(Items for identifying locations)
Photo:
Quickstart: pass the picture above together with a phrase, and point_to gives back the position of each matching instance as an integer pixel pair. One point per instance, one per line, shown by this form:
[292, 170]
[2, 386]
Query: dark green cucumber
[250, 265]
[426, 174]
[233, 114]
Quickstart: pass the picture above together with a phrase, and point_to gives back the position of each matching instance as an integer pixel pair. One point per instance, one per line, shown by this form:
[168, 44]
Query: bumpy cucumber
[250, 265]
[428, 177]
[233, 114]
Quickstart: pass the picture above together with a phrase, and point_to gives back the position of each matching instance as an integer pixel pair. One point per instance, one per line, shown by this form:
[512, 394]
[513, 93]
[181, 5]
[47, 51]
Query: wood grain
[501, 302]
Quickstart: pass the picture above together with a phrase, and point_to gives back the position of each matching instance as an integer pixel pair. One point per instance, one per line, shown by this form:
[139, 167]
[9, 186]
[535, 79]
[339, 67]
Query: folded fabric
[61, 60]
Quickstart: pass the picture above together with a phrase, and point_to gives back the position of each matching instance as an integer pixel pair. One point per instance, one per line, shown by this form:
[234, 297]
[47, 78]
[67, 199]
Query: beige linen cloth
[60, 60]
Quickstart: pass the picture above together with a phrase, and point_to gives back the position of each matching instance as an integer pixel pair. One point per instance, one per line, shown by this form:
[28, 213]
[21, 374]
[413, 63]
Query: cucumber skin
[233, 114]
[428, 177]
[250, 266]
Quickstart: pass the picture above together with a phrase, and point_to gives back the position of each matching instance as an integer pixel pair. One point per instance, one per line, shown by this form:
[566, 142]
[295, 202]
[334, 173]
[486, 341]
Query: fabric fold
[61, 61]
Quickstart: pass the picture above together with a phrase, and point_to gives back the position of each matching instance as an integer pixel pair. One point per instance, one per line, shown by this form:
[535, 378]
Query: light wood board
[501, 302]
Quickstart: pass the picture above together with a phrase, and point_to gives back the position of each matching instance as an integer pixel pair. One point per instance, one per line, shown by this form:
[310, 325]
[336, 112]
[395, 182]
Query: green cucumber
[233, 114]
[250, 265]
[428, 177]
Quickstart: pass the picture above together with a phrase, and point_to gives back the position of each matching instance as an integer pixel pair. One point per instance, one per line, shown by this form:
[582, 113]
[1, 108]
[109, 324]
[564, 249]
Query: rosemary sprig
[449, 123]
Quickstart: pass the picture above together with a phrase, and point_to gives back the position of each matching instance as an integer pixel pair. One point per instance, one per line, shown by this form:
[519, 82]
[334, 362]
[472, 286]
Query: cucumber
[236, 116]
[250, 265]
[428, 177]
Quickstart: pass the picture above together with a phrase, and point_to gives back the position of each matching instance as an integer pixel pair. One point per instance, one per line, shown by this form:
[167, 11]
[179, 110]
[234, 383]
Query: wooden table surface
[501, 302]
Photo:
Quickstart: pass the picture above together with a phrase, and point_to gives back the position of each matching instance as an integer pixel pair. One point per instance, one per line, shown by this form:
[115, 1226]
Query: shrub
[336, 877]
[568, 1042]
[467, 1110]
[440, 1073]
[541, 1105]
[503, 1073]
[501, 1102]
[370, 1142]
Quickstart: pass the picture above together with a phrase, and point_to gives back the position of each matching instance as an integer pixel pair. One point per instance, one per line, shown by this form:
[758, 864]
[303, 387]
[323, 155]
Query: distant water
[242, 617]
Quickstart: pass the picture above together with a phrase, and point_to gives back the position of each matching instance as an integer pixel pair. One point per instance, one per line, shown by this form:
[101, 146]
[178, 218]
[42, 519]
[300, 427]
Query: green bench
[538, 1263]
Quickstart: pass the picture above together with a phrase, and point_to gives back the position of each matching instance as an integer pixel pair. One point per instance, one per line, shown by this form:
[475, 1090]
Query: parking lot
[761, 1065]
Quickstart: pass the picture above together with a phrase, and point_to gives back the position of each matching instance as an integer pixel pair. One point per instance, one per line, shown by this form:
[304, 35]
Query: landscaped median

=== Your objective ===
List every line of the items above that contains the string "fabric", matching its case exactly.

=== Output of the exercise ===
Query: folded fabric
Query: fabric fold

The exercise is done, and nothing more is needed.